*** Data for this task

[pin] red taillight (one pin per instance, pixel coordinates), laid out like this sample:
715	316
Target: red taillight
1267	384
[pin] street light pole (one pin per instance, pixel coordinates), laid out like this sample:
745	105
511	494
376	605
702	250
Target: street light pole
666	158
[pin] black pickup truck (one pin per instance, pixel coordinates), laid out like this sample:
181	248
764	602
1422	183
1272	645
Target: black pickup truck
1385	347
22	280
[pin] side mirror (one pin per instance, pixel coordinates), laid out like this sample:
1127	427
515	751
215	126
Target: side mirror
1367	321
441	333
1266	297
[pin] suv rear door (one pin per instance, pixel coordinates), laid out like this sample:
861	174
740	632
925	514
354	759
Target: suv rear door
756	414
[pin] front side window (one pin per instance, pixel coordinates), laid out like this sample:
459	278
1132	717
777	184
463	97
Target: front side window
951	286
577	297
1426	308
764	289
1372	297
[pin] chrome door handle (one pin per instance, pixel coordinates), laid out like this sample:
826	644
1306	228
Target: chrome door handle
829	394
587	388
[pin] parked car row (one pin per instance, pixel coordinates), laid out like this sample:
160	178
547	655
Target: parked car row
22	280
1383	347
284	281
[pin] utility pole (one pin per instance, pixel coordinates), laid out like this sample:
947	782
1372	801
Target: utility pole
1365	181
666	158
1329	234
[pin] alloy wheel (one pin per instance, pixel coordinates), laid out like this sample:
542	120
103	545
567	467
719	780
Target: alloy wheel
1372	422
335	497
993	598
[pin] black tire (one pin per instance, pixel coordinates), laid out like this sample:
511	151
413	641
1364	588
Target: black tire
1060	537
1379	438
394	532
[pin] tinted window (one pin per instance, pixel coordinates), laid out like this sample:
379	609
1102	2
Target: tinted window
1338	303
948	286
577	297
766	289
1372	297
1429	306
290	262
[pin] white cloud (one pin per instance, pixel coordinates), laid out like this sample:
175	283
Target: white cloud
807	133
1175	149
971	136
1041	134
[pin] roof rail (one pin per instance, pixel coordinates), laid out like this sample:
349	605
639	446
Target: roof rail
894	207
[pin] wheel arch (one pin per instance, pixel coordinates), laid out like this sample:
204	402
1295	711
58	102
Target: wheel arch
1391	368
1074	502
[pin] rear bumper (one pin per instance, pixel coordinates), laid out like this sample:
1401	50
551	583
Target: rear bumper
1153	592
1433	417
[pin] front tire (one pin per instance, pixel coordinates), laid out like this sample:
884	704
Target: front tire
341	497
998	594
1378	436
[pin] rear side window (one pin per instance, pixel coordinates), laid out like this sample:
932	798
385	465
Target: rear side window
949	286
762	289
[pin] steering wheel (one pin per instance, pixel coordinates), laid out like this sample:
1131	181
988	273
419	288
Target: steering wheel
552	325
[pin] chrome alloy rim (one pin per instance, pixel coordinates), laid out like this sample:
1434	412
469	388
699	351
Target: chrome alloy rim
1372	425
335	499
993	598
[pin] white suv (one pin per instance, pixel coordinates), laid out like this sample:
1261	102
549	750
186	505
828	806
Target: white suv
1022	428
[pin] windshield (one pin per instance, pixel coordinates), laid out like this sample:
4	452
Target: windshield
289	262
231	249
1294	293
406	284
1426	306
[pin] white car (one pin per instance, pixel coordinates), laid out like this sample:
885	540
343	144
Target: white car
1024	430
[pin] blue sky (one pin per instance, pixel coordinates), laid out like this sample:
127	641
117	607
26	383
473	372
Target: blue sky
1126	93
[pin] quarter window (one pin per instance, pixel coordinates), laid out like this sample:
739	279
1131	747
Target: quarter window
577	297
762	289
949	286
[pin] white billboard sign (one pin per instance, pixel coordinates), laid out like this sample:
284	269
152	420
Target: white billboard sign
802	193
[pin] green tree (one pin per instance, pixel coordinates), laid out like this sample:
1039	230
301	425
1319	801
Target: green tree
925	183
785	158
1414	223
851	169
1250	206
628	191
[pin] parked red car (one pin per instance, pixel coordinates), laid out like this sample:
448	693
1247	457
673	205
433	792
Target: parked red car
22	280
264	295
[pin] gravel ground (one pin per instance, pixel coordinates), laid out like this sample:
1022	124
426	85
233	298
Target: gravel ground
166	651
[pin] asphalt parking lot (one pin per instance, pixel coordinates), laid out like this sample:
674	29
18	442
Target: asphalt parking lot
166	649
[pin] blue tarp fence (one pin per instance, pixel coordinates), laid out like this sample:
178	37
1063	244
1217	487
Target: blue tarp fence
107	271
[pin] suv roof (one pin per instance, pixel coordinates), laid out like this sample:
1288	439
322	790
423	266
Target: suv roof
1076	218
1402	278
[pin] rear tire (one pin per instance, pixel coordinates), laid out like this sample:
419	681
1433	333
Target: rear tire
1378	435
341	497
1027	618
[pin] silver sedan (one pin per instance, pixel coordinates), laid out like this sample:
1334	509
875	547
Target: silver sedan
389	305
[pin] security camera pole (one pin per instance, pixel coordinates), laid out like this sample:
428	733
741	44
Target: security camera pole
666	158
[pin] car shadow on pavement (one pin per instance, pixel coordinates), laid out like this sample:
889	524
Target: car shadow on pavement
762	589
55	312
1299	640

******

Rewrite the stretch from the line containing "[pin] parked red" through the last line above, with every request included. Multiply each answer coordinate by 0.6 and round to whole numbers, with halves rounding up, leaving the requests and their sample numbers unchanged.

[pin] parked red car (one pin per instance, pixel coordinates), laid out like this sample:
448	693
1247	457
673	205
433	792
Target: parked red car
13	168
158	177
[pin] gravel ground (one pin per instance, pixel coordinates), laid out like this sample:
1022	124
426	85
233	298
Target: gravel ground
100	391
[pin] asphalt parking lot (one pin per instance, pixel coordinates), laid out like this sample:
674	29
18	442
Target: asphalt parking lot
100	389
[pin] blue tarp fence (one pin per instance, pixel coordinates), laid out like this sample:
178	37
1063	244
1217	487
Target: blue tarp fence
64	163
[pin] suv roof (one pin per instance, pixel coordinates), laid out like this sample:
1288	439
322	790
423	266
Target: suv roof
646	131
841	167
[pin] rear tire (one pin per instance, pixel coordinates), laid out like this sample:
419	681
1433	333
Target: rear tire
827	261
205	298
616	371
[pin] silver sedan (one pin per instance, pixel coordinates), laid out like this sample:
1334	509
875	547
Target: silver sedan
233	183
[pin] security camera pole (one pin per instance, pixel coordinates), laid out like this sample:
428	733
741	44
Target: security camera pole
400	95
[pin] car shadow on pavement (one pin per instance, pixel coordinates), laid out like this sample:
889	524
Target: car shadow on pavement
457	353
33	187
779	384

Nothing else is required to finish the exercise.